» EXERCISE DETAILS: In the data below, reproduce the part that opens with the line containing "Every instance of the white shirt" and closes with the line containing "(661, 1012)", substituting "dark leather glove" for every occurrence of "black leather glove" and leaving all else unchanged.

━━━ PROVIDED DATA ━━━

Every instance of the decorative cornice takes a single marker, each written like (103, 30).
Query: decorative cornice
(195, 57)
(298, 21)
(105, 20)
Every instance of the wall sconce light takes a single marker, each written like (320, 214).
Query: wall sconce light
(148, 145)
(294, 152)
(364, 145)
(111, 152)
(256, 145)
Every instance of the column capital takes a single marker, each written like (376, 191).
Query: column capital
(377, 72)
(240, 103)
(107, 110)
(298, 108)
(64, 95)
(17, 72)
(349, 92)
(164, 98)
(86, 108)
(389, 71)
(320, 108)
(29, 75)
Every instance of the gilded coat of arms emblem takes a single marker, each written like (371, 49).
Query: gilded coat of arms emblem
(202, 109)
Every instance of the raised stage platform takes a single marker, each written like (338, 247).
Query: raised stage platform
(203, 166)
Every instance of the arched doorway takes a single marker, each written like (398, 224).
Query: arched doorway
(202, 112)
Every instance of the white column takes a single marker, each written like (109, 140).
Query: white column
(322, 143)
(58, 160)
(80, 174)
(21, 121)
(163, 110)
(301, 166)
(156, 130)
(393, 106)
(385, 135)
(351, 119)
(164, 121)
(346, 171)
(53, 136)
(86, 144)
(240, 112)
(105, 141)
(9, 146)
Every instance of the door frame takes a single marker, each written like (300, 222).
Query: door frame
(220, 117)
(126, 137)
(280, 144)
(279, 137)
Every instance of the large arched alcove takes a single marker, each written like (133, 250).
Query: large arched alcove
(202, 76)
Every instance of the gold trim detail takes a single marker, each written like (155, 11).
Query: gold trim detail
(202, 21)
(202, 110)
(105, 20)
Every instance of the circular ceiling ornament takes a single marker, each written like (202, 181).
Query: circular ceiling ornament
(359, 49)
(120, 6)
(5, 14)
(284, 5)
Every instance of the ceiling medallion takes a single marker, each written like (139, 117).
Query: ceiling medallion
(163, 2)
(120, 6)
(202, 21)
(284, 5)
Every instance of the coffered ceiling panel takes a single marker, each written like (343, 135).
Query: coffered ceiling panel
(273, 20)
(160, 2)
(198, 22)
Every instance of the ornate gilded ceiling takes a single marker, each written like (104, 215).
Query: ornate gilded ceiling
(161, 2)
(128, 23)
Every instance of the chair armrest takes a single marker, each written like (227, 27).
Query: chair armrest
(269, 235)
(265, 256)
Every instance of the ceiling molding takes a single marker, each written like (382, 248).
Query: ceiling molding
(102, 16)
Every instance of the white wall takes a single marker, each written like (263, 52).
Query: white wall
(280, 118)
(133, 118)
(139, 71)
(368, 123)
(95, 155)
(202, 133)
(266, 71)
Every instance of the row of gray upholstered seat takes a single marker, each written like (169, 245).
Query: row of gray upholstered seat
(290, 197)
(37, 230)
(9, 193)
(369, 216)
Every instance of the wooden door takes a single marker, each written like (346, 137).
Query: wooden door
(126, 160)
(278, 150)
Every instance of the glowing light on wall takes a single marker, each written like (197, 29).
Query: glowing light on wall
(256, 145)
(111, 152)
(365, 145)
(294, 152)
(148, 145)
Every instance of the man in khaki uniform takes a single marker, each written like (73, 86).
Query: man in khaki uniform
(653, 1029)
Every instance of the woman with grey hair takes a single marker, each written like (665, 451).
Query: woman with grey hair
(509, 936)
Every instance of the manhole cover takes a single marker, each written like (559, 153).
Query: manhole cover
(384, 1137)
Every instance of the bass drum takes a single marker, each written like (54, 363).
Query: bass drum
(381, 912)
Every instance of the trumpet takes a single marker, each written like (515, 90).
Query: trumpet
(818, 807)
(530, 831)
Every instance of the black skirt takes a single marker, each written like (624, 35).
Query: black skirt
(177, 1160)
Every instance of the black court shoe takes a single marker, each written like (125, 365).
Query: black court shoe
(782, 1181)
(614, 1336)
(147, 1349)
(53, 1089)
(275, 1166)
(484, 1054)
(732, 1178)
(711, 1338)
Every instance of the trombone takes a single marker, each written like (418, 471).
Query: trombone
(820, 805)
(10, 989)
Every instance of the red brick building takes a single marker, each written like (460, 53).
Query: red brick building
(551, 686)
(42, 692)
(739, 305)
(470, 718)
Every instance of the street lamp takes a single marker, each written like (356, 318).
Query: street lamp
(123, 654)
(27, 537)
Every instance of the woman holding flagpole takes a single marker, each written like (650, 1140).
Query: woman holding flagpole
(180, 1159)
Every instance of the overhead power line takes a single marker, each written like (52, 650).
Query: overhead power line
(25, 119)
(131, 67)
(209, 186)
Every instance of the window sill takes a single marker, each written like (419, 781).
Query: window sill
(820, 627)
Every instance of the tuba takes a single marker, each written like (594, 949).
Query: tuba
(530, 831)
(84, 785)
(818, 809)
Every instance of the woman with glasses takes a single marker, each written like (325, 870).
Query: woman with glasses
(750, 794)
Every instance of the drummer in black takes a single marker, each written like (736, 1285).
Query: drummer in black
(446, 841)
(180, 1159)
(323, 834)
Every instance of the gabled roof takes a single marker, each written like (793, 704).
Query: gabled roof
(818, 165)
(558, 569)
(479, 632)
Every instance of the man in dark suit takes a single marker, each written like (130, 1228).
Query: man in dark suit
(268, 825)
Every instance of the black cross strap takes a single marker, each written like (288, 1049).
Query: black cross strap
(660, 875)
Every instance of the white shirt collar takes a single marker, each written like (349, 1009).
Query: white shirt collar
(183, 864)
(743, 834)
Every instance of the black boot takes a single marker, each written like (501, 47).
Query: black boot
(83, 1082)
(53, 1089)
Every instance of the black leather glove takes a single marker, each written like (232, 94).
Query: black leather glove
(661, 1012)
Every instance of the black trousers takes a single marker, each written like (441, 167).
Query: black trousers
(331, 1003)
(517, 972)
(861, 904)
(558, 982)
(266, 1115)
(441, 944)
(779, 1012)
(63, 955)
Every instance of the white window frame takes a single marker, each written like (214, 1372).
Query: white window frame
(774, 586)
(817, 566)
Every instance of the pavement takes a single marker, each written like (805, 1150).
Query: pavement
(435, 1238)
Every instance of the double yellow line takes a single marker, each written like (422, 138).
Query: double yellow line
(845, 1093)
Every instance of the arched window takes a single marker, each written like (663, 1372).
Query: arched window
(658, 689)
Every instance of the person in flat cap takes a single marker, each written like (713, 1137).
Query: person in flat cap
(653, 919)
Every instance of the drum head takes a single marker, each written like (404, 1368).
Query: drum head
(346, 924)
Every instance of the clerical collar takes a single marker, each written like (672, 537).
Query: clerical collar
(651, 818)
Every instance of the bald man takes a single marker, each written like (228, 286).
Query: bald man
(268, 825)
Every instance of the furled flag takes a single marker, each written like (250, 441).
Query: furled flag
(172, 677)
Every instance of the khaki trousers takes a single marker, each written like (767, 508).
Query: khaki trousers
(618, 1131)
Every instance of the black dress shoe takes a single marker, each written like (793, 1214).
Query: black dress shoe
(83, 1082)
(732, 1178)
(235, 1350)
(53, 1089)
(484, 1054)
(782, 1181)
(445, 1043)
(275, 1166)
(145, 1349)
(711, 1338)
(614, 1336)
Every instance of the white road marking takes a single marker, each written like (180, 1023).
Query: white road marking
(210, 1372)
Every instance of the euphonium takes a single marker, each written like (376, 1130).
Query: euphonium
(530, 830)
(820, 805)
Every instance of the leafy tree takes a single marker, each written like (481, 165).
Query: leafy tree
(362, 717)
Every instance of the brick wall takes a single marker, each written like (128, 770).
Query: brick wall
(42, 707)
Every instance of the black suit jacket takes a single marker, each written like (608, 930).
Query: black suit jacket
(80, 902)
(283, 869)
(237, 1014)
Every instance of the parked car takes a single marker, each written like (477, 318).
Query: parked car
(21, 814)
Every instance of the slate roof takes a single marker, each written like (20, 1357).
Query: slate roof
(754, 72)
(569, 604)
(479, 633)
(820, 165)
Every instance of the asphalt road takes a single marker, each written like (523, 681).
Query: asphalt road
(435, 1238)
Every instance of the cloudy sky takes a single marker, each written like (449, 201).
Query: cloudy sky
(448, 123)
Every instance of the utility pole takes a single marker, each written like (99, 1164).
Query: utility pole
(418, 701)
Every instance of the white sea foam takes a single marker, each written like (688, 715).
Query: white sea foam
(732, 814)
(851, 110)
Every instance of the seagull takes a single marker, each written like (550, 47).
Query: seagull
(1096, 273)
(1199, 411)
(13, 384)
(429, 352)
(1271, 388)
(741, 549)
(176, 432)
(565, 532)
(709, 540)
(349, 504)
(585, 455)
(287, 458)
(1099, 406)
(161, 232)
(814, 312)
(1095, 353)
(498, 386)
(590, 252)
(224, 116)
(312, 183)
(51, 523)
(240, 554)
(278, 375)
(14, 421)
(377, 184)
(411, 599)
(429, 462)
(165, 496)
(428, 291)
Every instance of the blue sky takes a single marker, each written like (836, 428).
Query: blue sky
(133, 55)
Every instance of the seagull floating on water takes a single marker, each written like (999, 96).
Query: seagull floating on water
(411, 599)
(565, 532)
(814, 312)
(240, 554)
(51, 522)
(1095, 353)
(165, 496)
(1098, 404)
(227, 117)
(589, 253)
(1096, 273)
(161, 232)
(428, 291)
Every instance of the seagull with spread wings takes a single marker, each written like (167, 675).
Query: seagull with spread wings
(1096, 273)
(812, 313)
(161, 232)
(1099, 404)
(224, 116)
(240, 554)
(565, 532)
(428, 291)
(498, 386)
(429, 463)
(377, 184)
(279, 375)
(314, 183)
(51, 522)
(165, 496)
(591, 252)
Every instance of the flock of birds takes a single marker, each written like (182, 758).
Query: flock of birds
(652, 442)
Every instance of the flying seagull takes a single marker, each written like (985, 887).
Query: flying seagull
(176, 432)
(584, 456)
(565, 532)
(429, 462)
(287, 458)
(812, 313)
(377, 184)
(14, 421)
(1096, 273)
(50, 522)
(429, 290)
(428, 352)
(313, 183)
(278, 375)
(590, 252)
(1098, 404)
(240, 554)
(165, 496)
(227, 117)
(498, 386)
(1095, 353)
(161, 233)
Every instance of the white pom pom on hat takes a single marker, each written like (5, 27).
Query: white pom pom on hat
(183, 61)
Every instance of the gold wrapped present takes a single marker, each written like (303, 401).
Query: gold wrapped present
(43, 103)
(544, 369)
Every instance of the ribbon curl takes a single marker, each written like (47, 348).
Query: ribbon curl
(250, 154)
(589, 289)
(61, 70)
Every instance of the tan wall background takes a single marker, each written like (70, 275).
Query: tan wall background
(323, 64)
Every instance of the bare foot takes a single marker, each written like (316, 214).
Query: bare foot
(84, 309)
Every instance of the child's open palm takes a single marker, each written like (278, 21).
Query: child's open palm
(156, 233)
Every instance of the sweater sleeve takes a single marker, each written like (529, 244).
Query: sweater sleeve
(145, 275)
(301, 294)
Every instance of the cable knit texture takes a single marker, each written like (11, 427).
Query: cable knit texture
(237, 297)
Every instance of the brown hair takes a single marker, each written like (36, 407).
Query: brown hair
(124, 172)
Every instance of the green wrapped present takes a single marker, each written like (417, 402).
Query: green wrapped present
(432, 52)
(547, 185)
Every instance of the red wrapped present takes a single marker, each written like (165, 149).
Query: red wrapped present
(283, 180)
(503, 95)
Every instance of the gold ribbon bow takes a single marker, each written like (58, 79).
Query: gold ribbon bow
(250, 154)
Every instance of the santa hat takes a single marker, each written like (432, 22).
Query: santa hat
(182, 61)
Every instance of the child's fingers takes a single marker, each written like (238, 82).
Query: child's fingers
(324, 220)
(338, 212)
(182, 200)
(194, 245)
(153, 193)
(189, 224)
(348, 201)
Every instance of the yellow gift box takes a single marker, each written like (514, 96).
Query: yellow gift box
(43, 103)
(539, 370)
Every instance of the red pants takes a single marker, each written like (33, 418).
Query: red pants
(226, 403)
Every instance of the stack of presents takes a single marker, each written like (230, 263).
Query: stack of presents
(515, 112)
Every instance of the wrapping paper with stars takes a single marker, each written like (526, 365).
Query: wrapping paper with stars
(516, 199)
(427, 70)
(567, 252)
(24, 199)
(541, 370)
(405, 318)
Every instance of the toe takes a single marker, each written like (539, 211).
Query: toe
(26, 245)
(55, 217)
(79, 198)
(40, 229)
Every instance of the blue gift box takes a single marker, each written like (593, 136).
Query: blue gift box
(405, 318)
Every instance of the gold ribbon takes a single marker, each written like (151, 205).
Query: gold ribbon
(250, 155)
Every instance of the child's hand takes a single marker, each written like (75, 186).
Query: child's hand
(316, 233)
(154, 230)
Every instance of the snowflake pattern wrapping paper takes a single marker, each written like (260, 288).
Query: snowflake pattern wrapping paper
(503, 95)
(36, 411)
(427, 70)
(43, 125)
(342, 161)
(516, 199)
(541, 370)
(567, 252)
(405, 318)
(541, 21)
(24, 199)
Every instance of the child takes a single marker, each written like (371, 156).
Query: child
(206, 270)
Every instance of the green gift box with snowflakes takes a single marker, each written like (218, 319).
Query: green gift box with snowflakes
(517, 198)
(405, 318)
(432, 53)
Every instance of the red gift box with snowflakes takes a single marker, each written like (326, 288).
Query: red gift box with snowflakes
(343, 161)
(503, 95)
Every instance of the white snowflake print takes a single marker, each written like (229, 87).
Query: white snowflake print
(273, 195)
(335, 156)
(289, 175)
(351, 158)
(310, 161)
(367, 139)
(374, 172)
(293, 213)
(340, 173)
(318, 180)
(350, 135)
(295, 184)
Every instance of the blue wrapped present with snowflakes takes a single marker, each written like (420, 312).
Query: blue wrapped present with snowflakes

━━━

» SOLUTION TO THIS EXERCISE:
Every instance of the white shirt collar takes a single marker, each written like (349, 1009).
Query: white shirt collar
(183, 864)
(743, 834)
Every instance of the black boot takes a single marker, each written like (501, 47).
Query: black boot
(83, 1082)
(53, 1089)
Every instance of the dark leather glove takes a single marker, each written like (232, 94).
Query: dark leather glove
(661, 1012)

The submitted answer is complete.